Pamplona Running of the Bulls
Getty Images / David Ramos


Investment bankers are increasingly leaving Wall Street to work for the companies they advise — and it’s starting to hurt the banking industry in more ways that one.

JPMorgan’s Alejandro Vicente, a managing director in consumer goods, is the latest to make the jump.

He’s leaving to work for JAB Holdings, the Keurig and Caribou Coffee owner that last week announced it was buying Krispy Kreme, the Financial Times’ Arash Massoudi reports.

Vicente will be working on transactions for the company, which has been on a buying spree lately and also owns stakes in a number of consumer-products brands.

But he’s not the only one. Earlier this year, former Morgan Stanley banker Alban de La Sabliere joined the French drug maker Sanofi, which is nowbidding to buy the pharmaceutical company Medivation.

Also in healthcare, JPMorgan banker Henry Gosebruch last fall left the bank for AbbVie.

Here are some more high-profile departures:

  • In July, Blackstone’s chief financial officer, Laurence Tosi, announced his decision to jump ship for tech startup Airbnb.
  • Last March, Morgan Stanley’s CFO, Ruth Porat, went to Google.
  • The Carlyle Group’s former cochief operating officer, Mike Cavanagh, left to become Comcast’s CFO. Before Carlyle, Cavanaghcoheaded corporate and investment banking at JPMorgan.
  • Former Goldman Sachs tech banker Anthony Noto is now CFO at Twitter.
  • Former Credit Suisse tech banker Imran Khan is now Snapchat’s chief strategy officer.

The departures are a double-edged sword for banks. Not only are they losing top talent, but they could begin to miss out on deals as companies turn to in-house experts rather than hire on teams of bankers.

We saw that a couple of weeks ago with AbbVie’s $5.8 billion deal for Stemcentrx and Comcast’s $3.8 billion deal for DreamWorks. Neither acquirer hired outside bankers, according to The Wall Street Journal. Both recently hired bankers from Wall Street.

That meant banks missed out on what could have been $45 million in advisory fees for those two deals, according to estimates from Freeman & Co.

In other words, this could be the beginning of a big problem for Wall Street.

○ ○ ○ ○ ○ ○ ○

■ **ASSIGNMENT 1**:
Summarize the article on bankers leaving Wall Street in two sentences.
■ **ASSIGNMENT 2**:
According to the article on bankers leaving Wall Street, which company did former Goldman Sachs tech banker Anthony Noto join as CFO?
Rely solely on the text above.

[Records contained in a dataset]
○ ○ ○ ○ ○ ○ ○

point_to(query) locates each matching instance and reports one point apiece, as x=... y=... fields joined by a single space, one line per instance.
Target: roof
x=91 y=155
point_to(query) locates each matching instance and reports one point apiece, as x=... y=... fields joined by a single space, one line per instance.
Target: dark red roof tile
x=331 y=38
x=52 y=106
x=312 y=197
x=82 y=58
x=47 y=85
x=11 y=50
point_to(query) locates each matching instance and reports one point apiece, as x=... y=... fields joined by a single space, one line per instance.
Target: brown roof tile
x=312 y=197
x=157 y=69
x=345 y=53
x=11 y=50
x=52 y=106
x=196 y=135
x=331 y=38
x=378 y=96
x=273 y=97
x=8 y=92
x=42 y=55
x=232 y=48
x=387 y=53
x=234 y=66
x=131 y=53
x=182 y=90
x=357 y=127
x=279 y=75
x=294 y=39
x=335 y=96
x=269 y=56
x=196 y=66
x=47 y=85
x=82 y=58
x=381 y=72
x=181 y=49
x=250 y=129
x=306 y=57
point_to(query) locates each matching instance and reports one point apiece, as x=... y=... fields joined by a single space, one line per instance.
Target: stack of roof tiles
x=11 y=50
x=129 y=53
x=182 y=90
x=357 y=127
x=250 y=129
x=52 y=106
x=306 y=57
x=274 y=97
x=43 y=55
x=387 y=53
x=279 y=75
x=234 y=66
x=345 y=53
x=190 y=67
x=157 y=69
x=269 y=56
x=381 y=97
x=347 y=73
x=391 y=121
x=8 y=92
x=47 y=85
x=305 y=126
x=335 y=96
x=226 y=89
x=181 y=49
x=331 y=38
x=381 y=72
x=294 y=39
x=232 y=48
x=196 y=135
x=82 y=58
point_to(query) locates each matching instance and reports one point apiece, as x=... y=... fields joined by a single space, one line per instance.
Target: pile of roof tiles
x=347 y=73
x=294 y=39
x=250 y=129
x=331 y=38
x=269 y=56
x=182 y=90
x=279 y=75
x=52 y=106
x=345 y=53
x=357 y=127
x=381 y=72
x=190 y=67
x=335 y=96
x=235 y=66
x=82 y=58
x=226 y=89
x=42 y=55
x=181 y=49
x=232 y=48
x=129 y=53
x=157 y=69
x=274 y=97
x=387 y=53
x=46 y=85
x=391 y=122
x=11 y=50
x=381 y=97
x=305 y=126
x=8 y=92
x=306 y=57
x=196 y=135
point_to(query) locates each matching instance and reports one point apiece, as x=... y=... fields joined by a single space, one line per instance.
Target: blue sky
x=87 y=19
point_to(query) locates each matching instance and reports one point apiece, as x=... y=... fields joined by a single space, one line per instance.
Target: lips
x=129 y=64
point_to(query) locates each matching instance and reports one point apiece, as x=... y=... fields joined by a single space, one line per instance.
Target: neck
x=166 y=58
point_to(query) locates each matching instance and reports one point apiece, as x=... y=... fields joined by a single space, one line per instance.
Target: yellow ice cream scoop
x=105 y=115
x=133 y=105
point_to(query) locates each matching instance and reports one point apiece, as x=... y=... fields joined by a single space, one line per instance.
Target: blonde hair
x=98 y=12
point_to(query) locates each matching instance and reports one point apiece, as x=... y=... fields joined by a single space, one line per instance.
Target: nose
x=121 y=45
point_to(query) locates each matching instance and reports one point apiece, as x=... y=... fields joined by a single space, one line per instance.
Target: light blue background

○ ○ ○ ○ ○ ○ ○

■ **SOLUTION 1**:
Investment bankers are increasingly leaving Wall Street to work for the companies they advise, with JPMorgan's Alejandro Vicente joining JAB Holdings as the latest of several high-profile departures. Banks lose top talent and may also lose deals, as when AbbVie and Comcast completed acquisitions without outside bankers, costing banks what Freeman & Co. estimates could have been $45 million in advisory fees.

■ **SOLUTION 2**:
Twitter